▶ **TEXT TO READ**:
>> start

An inclined plane making an angle
Question:

An inclined plane making an angle of $30^{\circ}$ with horizontal is placed in a uniform horizontal electric field $200 \frac{N}{C}$ as shown in the figure. A body of mass $1 \mathrm{~kg}$ and charge $5 \mathrm{mC}$ is allowed to slide down from rest at a height of $1 \mathrm{~m}$. If the coefficient of frication is $0.2$, find the time taken by the body to reach the bottom.

>> end

[Saved entries]
>> start

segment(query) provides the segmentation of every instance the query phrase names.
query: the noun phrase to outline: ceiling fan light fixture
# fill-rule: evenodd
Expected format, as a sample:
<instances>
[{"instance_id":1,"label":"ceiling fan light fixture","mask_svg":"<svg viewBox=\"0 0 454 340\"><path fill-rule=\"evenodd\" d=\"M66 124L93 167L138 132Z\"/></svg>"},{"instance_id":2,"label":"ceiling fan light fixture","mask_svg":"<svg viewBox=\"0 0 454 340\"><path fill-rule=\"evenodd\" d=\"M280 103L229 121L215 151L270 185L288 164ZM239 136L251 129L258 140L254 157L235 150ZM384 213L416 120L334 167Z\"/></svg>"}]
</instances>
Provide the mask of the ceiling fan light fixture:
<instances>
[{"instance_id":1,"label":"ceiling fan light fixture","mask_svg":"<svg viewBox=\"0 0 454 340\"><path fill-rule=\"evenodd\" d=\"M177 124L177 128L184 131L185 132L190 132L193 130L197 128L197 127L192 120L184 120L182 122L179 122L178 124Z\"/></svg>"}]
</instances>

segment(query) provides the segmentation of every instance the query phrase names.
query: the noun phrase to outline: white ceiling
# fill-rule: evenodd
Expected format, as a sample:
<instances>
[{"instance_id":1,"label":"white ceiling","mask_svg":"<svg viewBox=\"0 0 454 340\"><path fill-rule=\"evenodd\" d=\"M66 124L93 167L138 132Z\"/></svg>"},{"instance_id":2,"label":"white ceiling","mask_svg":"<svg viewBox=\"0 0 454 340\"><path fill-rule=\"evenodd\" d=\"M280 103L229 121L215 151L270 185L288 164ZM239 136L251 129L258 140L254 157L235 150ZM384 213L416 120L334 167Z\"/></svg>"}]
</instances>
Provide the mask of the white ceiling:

>> end

▶ **SET PROBLEM**:
Answer these questions about the inclined plane problem, one per line:
1. What angle does the inclined plane make with the horizontal?
2. What is the strength of the horizontal electric field?
3. From what height does the body start sliding?

▶ **FINISHED ANSWER**:
1. 30°
2. 200 N/C
3. 1 m